GOAL> Could you put every one of the records below into a numbered list, one line per number, leaving out any blank lines?

━━━━━ TASK INPUTS

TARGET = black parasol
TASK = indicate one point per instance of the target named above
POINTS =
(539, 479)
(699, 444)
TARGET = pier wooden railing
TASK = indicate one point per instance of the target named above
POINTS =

━━━━━━━━━━

THE OUTPUT>
1. TARGET = black parasol
2. TASK = indicate one point per instance of the target named above
3. POINTS =
4. (539, 479)
5. (699, 444)
6. TARGET = pier wooden railing
7. TASK = indicate one point per instance of the target named above
8. POINTS =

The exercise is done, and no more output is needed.